↓↓↓

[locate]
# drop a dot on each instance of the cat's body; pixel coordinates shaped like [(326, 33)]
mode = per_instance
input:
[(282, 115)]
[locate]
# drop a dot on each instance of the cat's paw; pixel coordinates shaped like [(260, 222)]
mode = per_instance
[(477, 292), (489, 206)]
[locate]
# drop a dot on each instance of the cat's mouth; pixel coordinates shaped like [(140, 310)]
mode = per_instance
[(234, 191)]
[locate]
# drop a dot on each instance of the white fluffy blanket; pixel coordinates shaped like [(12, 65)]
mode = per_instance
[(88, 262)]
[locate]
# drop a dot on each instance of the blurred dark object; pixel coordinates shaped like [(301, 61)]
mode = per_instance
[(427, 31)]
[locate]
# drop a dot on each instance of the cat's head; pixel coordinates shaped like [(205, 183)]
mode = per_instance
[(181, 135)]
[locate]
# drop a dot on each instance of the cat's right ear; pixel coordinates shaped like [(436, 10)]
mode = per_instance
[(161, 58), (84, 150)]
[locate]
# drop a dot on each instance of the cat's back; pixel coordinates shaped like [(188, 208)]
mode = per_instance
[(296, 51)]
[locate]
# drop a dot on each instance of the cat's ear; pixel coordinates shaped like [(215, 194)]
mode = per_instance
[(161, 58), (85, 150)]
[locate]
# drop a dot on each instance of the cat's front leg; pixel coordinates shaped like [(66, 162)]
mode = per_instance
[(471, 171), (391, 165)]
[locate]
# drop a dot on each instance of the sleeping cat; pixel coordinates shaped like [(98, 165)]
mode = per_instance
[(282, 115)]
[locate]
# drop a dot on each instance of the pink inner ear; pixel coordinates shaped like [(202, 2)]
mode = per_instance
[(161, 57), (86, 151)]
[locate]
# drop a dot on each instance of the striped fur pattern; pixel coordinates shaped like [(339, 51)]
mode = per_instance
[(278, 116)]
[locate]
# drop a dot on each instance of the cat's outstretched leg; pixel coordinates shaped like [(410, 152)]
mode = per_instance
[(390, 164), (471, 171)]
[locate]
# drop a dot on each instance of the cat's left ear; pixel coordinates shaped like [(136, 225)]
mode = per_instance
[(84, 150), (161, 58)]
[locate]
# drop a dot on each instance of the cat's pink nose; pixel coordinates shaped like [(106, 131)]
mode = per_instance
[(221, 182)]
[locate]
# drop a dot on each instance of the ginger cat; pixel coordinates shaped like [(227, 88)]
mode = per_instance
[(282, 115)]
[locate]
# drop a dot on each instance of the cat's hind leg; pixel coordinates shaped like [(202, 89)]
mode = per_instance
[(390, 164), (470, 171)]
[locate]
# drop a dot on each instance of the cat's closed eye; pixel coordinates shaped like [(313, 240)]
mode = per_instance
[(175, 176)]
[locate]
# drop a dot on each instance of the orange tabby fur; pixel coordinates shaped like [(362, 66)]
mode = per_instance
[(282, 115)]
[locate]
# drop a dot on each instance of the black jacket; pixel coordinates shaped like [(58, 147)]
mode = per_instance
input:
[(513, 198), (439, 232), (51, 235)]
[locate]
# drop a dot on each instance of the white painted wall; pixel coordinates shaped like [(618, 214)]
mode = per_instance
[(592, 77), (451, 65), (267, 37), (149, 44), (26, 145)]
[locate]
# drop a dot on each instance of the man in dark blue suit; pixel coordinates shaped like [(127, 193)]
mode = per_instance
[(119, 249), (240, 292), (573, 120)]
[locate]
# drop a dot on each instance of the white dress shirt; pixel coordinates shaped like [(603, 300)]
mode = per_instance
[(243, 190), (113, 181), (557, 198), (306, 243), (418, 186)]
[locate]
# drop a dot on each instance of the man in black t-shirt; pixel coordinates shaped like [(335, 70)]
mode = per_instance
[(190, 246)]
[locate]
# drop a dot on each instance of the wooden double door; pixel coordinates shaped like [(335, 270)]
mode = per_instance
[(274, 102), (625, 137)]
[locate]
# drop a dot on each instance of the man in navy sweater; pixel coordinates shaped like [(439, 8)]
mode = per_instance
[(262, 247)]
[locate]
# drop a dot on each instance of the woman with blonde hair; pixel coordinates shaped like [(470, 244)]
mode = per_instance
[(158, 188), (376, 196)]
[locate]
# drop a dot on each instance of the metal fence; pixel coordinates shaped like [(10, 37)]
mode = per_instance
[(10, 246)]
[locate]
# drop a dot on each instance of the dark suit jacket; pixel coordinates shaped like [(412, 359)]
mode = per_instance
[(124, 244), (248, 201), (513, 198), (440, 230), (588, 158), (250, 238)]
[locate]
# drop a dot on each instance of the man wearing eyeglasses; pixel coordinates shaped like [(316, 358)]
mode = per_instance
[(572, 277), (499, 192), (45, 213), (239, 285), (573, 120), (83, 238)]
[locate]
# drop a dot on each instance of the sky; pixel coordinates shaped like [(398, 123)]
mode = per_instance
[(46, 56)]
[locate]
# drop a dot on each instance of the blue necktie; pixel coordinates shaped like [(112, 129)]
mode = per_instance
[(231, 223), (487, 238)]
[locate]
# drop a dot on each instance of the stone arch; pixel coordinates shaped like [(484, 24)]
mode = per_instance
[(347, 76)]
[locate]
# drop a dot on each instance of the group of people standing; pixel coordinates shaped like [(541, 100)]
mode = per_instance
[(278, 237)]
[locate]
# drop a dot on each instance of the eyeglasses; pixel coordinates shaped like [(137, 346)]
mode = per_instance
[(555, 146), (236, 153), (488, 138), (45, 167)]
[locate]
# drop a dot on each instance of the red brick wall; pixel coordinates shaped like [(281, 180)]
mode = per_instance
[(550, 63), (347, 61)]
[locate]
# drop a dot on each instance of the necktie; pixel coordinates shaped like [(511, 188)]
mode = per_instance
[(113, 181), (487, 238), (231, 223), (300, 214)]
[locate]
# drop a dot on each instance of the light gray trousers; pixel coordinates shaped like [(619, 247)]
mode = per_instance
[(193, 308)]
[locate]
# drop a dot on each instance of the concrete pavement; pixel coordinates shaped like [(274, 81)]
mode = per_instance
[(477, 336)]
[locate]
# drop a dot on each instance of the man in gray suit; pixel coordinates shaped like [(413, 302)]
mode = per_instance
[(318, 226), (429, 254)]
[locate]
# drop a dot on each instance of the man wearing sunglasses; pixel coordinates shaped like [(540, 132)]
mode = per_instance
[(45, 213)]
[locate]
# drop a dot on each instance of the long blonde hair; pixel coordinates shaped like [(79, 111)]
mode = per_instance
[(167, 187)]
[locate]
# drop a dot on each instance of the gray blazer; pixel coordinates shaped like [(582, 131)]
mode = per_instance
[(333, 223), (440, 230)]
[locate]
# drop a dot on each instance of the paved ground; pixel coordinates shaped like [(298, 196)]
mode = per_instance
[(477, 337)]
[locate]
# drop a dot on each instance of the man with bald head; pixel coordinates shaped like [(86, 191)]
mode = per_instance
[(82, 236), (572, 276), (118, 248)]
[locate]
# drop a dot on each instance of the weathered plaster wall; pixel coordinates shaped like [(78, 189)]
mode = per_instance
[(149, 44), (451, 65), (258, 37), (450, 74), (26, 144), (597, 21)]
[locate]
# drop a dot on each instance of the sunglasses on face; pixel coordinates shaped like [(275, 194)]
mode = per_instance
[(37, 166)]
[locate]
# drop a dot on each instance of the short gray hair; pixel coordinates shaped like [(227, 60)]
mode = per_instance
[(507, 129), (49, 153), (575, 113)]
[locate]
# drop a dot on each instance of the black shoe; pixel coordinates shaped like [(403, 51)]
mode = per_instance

↑↑↑

#### WHAT YOU SHOULD DO
Copy all of the entries above line for line, changing nothing.

#### FULL RESPONSE
[locate]
# drop a dot on each instance of the cat's body; pixel coordinates shaped like [(326, 33)]
mode = per_instance
input:
[(282, 115)]
[locate]
# drop a dot on each instance of the cat's paw; pixel coordinates shaped like [(260, 222)]
mode = per_instance
[(477, 292), (489, 206)]
[locate]
# drop a dot on each instance of the cat's mouth; pixel coordinates shaped like [(140, 310)]
mode = per_instance
[(234, 191)]
[locate]
# drop a dot on each instance of the white fluffy blanket; pixel coordinates shaped like [(12, 65)]
mode = per_instance
[(88, 262)]
[locate]
# drop a dot on each instance of the blurred dark object; pixel coordinates shaped like [(301, 61)]
mode = per_instance
[(427, 31)]
[locate]
# drop a dot on each instance of the cat's head; pixel coordinates shaped like [(205, 183)]
mode = per_instance
[(181, 135)]
[locate]
# drop a dot on each instance of the cat's right ear; pixel coordinates shaped like [(436, 10)]
mode = per_instance
[(161, 58), (84, 150)]
[locate]
# drop a dot on each instance of the cat's back; pixel coordinates shaped like [(188, 208)]
mode = per_instance
[(296, 51)]
[locate]
# drop a dot on each instance of the cat's ear; pixel coordinates shaped like [(215, 194)]
mode = per_instance
[(161, 58), (85, 150)]
[locate]
# drop a dot on each instance of the cat's front leg; pixel coordinates shaped like [(66, 162)]
mode = per_instance
[(471, 171), (391, 165)]
[locate]
# drop a dot on each instance of the sleeping cat; pixel coordinates shaped like [(98, 165)]
mode = per_instance
[(282, 115)]
[locate]
# drop a dot on each instance of the pink inner ear; pixel coordinates shaped like [(202, 2)]
mode = per_instance
[(161, 57), (86, 151)]
[locate]
# drop a dot on each instance of the striped fur pattern; pixel coordinates shaped like [(339, 51)]
mode = per_instance
[(278, 116)]
[locate]
# drop a dot on each instance of the cat's outstretched leg; pixel coordinates shaped like [(410, 152)]
mode = per_instance
[(390, 164), (471, 171)]
[locate]
# drop a dot on each instance of the cat's left ear; pixel coordinates shaped like [(136, 225)]
mode = per_instance
[(84, 150), (161, 58)]
[locate]
# drop a dot on each instance of the cat's pink nose; pixel coordinates shaped like [(106, 131)]
mode = per_instance
[(221, 182)]
[locate]
# drop a dot on each instance of the ginger cat; pixel coordinates shaped like [(227, 88)]
mode = per_instance
[(282, 115)]
[locate]
# drop a dot on each instance of the cat's hind leg; pixel coordinates shaped like [(202, 89)]
mode = per_instance
[(390, 164), (470, 171)]
[locate]
# drop a dot on each instance of the cat's closed eye; pixel coordinates shaped like [(313, 240)]
mode = per_instance
[(175, 176)]
[locate]
# drop a dot on each instance of the orange tabby fur; pixel coordinates shaped like [(362, 66)]
mode = per_instance
[(282, 115)]
[locate]
# drop a dot on each instance of the black jacket; pixel coordinates shaped like [(58, 147)]
mode = per_instance
input:
[(513, 198), (439, 232), (51, 235)]
[locate]
# drop a dot on each instance of the white painted wall; pixel coordinates shaped like [(618, 214)]
mode = per_instance
[(592, 77), (451, 65), (267, 37), (149, 44), (26, 145)]
[locate]
# drop a dot on each instance of the man in dark blue suit; pixel coordinates shaped like [(127, 193)]
mode = per_instance
[(119, 249), (240, 292), (573, 120)]
[locate]
# drop a dot on each instance of the white dress shirt; pixel coordinates shaped like [(603, 300)]
mode = per_instance
[(243, 190), (113, 181), (557, 198), (306, 243), (418, 186)]
[locate]
# drop a dot on each instance of the man in black t-shirt; pixel coordinates shaped like [(335, 70)]
mode = per_instance
[(190, 246)]
[locate]
# drop a dot on each instance of the wooden double door; pixel coordinates shaped like [(335, 270)]
mode = per_instance
[(274, 102), (625, 137)]
[locate]
# drop a dot on each instance of the man in navy sweater; pixel coordinates shaped like [(439, 8)]
mode = per_instance
[(262, 247)]
[locate]
# drop a dot on each instance of the woman with blonde hair; pixel coordinates shaped like [(470, 244)]
mode = per_instance
[(158, 188), (376, 196)]
[locate]
# drop a dot on each instance of the metal fence; pixel coordinates shaped like [(10, 37)]
mode = per_instance
[(10, 246)]
[locate]
# drop a dot on each instance of the dark suit jacket; pixel coordinates shaped like [(412, 359)]
mode = per_instance
[(124, 244), (248, 201), (513, 198), (440, 230), (588, 158), (250, 238)]
[locate]
# drop a dot on each instance of the man wearing eyeglasses; pixel coordinates shaped like [(316, 358)]
mode = per_instance
[(572, 277), (499, 192), (45, 213), (239, 285), (573, 120), (83, 238)]
[locate]
# drop a dot on each instance of the sky; pixel coordinates shaped like [(398, 123)]
mode = per_instance
[(46, 56)]
[locate]
# drop a dot on each instance of the blue necktie; pixel coordinates shaped like [(112, 129)]
mode = per_instance
[(231, 223), (487, 238)]
[locate]
# drop a dot on each instance of the stone arch; pixel coordinates shaped like [(484, 24)]
mode = per_instance
[(347, 76)]
[locate]
# drop a dot on each instance of the group of people standing; pixel coordinates shaped like [(541, 100)]
mode = per_instance
[(278, 237)]
[locate]
# drop a dot on each instance of the eyeglasses; pixel coordinates shaped like [(137, 346)]
mode = per_instance
[(555, 146), (236, 153), (488, 138), (45, 167)]
[locate]
# drop a dot on each instance of the red brick wall; pixel coordinates shaped like [(281, 180)]
mode = per_instance
[(550, 63), (347, 61)]
[locate]
# drop a dot on each instance of the necktie; pixel coordinates shaped like [(511, 188)]
mode = per_instance
[(113, 181), (487, 238), (231, 223), (300, 214)]
[locate]
# drop a dot on each instance of the light gray trousers; pixel coordinates shaped like [(619, 247)]
mode = per_instance
[(193, 308)]
[locate]
# drop a dot on each instance of the concrete pavement; pixel coordinates shaped like [(274, 81)]
mode = per_instance
[(477, 336)]
[locate]
# drop a dot on each instance of the man in gray suit; pixel coordinates shaped like [(413, 302)]
mode = per_instance
[(318, 226), (429, 254)]
[locate]
# drop a dot on each instance of the man wearing sunglasses; pixel coordinates shaped like [(540, 132)]
mode = per_instance
[(45, 213)]
[locate]
# drop a dot on each instance of the long blonde hair; pixel coordinates shaped like [(79, 111)]
mode = per_instance
[(167, 187)]
[locate]
# drop a dot on each instance of the gray blazer; pixel coordinates shaped like [(582, 131)]
mode = per_instance
[(333, 223), (440, 230)]
[locate]
# drop a dot on each instance of the paved ground; pixel coordinates shaped like [(298, 196)]
mode = per_instance
[(477, 337)]
[locate]
# drop a dot on each instance of the man with bald head; pixel coordinates shaped like [(86, 191)]
mode = per_instance
[(82, 236), (572, 276), (118, 248)]
[locate]
# drop a dot on each instance of the weathered plaster wall; pixel coordinates shaped like [(78, 189)]
mode = per_instance
[(149, 44), (451, 65), (258, 37), (450, 74), (26, 144), (597, 21)]
[locate]
# drop a dot on each instance of the sunglasses on face; pixel coordinates shaped like [(275, 194)]
mode = per_instance
[(37, 166)]
[locate]
# drop a dot on each instance of the short gray hair; pixel coordinates shaped like [(227, 60)]
mode = per_instance
[(507, 129), (49, 153), (575, 113)]
[locate]
# drop a dot on each instance of the black shoe; pixel coordinates shaped like [(403, 51)]
mode = per_instance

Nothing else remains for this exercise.